▶ [Document section]
⟨

Yulduz Usmanova:
Uzbekistan’s ‘Star’ That Shines Beyond Borders

By Matt Forss

Yulduz Usmanova was born on Dec. 12, 1963, in Margilan, Uzbekistan. She comes from a family of textile workers. However, it is her mouth, not her hands, for which she is known to many of us. She has recorded over a thousand songs, for both national and international albums, worked on artistic collaborations, and continues to delight the world with her voice. She also has one daughter who is also involved in the music business. The following interview was translated from Uzbek to English with kind assistance from Davron Azizov.

For those familiar with Russian and Uzbek, more information can be found at her official website.

How and when did you first get involved with music?

I was ordinary rural girl, who loves to bake, cook and be busy with domestic issues. But the power of lyrics and music led me towards the local cultural center. I organized a small group of dutar players. Then applied to the college of pedagogy where I learned the secrets of song and music. When I was finishing the college, I met the famous actor of that time, Gavharkhanum Rakhimova. Listening to one of my singing performances, she invited me to her ensemble, “Margilon handasi”. Then I started singing my first songs as a soloist of this group.

After all Gavharkhanum invites me to Tashkent. I stayed at her home, where she started to give me personal singing lessons. Then she passes me to one of the famous professors of Uzbek State Conservatory, Saodatkhanum Kabulova and says, “you have to make her a professional singer”. So I started working hard with Saodat Kabulova, especially on my mistakes and developing my skills. Soon I became a student of Uzbekistan State Conservatory. My major was vocal and folks songs, and then I took lessons from maqom too. This how I came to the world of music.

What type of music do you perform?

⟩

▶ [Tasks and exercises]
**a)** In the Yulduz Usmanova interview, which ensemble did Gavharkhanum Rakhimova invite her to join?
**b)** Continue the Yulduz Usmanova interview from its final sentence onward.

▶ [Supplied data]

⟨

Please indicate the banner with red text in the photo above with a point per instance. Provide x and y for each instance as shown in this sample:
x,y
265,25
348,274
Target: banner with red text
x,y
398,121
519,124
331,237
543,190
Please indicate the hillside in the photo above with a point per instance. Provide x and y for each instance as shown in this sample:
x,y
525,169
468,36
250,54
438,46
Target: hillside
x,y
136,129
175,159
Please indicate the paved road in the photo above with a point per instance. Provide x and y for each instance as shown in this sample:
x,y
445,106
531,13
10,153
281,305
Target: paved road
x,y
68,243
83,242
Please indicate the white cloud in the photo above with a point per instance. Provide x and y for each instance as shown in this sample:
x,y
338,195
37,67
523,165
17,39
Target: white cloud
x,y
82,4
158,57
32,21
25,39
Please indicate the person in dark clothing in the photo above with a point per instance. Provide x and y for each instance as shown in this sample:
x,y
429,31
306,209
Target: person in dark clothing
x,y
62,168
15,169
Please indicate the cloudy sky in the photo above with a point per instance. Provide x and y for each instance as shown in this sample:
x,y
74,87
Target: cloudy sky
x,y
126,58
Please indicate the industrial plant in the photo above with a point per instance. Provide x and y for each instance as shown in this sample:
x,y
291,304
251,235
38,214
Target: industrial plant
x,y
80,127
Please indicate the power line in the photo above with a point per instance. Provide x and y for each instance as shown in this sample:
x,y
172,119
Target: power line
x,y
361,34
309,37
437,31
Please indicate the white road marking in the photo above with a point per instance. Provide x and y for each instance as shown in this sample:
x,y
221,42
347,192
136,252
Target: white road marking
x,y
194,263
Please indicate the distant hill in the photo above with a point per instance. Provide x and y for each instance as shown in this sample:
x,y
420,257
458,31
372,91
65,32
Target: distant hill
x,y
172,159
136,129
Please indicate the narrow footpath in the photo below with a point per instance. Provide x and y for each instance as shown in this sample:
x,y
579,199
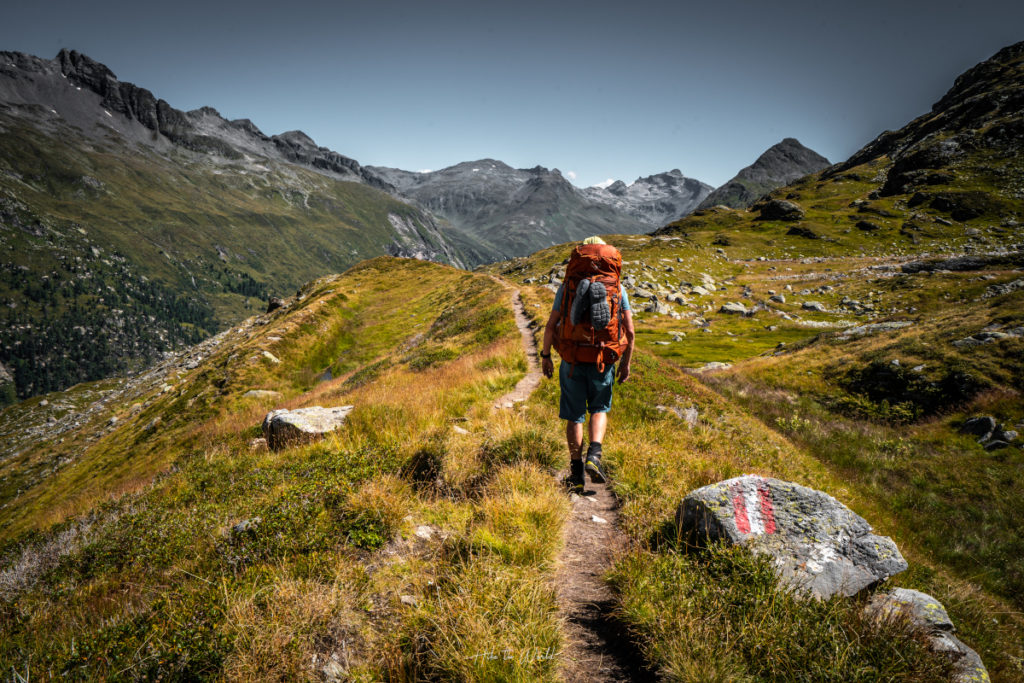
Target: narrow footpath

⟩

▶ [Written responses]
**a)** "Margilon handasi."

**b)**
I perform music colored with uzbek traditional music. I like to make experiments and some fusion in that area. I also like to mix a folk music with modern pop adding some international loops and create something new, fresh and exclusive. And throughout my life, I have created my own, quite recognizable style of music performance.

What is the lyrical content of your songs?

Big part of my songs are lyrical songs, about love, relations between people. However, there is only important direction which I pay great attention to – its songs about problems in people’s life. I try to perform and deliver those songs-messages, which people are eager to learn, to hear and to find solutions to their questions… Thus very many songs have philosophical context, and I have always tried to stay on earth and sing about real things.

Do you mainly sing in the Uzbek language, or another language?

Mainly in uzbek, but in other languages as well. In 2005 I released an album named Biyo Jonam recorded in Tajik language. In 2006 I recorded new songs in Kazakh, Tatar, Chinese, Uyghur languages. This year I recorded 5 songs in the Turkish language.

Do you play any instruments?

I play dutar, piano and percussions.

Your name Yulduz means star in English. Is that a coincidence, or did your parents know you were going to be a musical "star"?

It has a story. My elder brother, after I was born came to my mother and said, that he saw a very bright star in the sky, the night before. While they were confused how to name me, he offered to give me a name Yulduz – which means Star in English. And destiny brought me to the stage where I don’t claim to be star. Everything is by fans and supporters.

Are you inspired by any one particular musician?

Yes, first it was famous Azeri star Zeyneb Hanlarova. Her performance was a real inspiration for me at my childhood, after her, I can name Munojot Yulchieva and Tamara Khonim, and her sister Gavharkhanum , both played a great role in my life. I am still grateful to them.

What do you think makes your music unique?

It’s not just a music or one side music. For me, the lyrics are also very important to create a song as a big composition, unique, not unlike my other songs, which are also recognizable from other artists at the same time. Trying to put some energy and soul. All my pain, my worriness and my life experiences are gathered in my songs. I am singing about me in some way.

Is your music celebrated by young and old people alike?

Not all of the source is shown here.